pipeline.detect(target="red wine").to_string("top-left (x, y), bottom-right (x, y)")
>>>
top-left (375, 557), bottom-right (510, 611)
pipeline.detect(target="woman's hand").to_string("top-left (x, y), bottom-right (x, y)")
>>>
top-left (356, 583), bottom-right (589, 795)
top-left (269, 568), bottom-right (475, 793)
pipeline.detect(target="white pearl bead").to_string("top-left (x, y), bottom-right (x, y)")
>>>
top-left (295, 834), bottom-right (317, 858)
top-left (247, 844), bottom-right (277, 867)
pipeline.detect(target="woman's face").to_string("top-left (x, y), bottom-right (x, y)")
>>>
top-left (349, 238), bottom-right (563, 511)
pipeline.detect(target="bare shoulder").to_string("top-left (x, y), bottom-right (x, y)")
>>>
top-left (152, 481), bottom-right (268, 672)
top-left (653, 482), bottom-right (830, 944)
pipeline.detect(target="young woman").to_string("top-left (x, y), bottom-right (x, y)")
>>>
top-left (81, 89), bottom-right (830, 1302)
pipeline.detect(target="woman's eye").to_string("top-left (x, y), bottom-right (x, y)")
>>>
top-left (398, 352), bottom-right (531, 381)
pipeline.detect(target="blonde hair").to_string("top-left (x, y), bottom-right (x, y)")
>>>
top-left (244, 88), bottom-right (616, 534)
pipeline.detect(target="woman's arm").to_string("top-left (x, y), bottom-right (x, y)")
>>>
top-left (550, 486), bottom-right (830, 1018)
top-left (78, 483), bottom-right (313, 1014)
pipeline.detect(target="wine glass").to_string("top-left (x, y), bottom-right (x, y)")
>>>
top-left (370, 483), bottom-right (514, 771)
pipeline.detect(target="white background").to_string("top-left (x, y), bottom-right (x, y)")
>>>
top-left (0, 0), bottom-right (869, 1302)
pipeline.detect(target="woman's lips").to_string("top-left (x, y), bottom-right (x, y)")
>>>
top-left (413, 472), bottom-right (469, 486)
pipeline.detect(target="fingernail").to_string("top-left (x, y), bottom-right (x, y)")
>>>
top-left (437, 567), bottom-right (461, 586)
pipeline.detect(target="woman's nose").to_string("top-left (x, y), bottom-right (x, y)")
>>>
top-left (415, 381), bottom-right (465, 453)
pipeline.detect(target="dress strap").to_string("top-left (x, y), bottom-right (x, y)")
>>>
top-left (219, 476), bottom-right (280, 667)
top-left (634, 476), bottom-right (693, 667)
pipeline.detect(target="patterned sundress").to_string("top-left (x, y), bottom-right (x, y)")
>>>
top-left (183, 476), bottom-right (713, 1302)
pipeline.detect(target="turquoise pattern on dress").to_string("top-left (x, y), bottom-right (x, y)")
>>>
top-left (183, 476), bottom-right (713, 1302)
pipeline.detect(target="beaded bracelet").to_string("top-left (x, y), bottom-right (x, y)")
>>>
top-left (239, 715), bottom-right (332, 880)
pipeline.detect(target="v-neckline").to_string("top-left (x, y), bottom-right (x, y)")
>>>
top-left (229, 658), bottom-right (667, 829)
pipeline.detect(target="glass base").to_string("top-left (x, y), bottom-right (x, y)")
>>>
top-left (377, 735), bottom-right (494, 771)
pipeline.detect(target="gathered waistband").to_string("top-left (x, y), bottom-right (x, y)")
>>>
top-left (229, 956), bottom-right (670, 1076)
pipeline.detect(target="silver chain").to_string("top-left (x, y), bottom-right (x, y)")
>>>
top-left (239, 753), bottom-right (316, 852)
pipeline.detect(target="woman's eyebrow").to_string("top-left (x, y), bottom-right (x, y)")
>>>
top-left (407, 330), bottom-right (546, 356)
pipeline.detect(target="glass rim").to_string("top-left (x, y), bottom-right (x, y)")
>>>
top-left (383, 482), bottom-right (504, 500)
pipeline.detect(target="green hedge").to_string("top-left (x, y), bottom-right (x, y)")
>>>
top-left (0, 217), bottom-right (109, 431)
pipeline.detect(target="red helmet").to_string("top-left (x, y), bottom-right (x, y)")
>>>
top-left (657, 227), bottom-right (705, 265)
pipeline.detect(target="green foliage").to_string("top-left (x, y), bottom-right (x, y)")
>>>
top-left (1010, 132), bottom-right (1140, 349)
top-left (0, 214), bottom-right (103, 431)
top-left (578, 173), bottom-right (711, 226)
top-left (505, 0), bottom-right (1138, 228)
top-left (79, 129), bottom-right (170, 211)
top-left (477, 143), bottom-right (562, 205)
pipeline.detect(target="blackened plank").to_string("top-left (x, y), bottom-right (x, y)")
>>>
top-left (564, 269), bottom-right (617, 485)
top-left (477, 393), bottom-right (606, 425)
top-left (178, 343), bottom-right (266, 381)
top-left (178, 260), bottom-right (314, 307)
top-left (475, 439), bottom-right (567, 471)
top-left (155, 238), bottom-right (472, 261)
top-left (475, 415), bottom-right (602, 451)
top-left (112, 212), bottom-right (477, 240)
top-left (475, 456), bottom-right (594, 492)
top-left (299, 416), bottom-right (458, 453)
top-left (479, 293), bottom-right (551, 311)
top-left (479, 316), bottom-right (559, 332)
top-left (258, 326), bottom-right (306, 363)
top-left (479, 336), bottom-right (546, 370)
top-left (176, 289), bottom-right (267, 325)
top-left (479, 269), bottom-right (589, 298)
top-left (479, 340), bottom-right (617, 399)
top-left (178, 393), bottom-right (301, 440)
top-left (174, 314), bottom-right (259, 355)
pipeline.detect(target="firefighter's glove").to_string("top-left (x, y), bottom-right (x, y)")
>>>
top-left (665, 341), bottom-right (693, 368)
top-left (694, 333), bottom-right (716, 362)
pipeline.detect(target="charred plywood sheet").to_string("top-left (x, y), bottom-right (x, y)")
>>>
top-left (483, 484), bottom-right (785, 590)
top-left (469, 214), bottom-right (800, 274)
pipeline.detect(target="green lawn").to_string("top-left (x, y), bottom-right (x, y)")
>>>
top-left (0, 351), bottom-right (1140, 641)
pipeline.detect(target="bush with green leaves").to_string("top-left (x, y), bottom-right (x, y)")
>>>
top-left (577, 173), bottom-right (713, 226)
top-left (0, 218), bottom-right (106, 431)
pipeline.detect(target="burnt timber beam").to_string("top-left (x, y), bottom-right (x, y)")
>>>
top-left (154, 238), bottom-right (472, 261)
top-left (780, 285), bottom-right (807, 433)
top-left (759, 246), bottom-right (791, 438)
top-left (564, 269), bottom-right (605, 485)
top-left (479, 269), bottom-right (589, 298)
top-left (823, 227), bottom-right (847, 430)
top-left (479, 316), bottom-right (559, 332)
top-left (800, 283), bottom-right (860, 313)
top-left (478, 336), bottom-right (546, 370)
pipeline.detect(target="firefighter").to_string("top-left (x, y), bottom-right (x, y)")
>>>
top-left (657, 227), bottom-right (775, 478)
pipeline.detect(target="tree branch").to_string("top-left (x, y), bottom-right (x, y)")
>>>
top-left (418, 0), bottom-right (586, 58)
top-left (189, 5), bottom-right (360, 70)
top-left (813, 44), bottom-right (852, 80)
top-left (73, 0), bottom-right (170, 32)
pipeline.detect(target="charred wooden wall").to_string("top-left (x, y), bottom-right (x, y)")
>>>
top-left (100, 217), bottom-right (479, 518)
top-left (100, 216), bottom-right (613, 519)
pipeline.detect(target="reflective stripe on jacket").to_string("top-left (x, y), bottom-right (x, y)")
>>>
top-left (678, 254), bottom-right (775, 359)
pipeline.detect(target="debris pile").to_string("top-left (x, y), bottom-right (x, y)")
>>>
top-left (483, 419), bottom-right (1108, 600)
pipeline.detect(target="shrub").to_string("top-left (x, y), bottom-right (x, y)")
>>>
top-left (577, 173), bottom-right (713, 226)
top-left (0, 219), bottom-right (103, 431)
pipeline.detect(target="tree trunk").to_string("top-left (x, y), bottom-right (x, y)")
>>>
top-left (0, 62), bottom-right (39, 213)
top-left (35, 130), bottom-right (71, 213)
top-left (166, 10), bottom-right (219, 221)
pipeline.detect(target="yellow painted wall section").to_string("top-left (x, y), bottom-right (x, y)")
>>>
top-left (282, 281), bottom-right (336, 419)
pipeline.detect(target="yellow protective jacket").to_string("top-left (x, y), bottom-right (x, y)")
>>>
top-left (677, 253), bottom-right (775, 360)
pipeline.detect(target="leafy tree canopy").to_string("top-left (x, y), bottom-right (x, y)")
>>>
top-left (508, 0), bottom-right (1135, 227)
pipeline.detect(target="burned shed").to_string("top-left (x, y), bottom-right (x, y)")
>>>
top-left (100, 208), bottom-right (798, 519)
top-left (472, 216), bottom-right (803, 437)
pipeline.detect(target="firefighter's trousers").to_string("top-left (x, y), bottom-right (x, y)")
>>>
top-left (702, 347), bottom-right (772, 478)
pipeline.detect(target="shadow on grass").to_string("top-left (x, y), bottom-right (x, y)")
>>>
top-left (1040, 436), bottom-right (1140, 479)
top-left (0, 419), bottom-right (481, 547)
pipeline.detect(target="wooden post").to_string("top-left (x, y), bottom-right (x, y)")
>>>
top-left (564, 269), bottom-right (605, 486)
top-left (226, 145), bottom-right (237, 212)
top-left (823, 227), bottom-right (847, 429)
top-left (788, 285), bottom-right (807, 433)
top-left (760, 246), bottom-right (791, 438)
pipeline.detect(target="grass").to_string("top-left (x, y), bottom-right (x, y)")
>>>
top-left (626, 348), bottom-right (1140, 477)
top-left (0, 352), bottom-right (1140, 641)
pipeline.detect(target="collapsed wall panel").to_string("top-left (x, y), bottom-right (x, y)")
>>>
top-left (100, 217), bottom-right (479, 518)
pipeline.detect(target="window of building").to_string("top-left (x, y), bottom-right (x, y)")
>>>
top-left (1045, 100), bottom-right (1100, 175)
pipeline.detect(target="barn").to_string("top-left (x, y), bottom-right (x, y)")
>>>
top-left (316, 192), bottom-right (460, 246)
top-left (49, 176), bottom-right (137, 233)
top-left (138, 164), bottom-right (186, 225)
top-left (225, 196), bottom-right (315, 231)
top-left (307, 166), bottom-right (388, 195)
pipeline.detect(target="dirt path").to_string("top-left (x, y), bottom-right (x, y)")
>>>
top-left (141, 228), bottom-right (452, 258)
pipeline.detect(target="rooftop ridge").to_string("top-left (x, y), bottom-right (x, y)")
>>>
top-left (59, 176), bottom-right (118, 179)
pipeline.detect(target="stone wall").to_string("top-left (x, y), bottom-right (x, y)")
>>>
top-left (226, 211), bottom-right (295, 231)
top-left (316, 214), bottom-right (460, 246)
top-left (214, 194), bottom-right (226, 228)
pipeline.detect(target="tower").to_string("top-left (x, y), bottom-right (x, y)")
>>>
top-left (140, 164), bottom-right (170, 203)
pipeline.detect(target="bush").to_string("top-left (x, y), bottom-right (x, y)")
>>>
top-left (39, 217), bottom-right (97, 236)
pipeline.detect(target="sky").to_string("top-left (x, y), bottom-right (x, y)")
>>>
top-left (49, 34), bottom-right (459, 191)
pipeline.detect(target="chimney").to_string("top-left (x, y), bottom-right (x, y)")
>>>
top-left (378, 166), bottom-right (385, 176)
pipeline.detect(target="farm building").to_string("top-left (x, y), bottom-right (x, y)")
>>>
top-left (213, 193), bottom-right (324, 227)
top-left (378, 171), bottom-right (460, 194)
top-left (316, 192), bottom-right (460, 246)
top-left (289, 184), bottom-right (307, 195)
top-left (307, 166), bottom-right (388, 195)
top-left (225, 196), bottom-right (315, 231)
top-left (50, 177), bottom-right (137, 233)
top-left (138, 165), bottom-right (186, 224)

------------

▶ WHAT TO WORK ON:
Return every line of the items above that contains the word "tree".

▶ FULL SOLUTION:
pipeline.detect(target="tree branch").to_string("top-left (x, y), bottom-right (x, y)")
pipeline.detect(target="tree trunk").to_string("top-left (x, y), bottom-right (x, y)")
pipeline.detect(target="leafy tree canopy").to_string("top-left (x, y), bottom-right (x, y)")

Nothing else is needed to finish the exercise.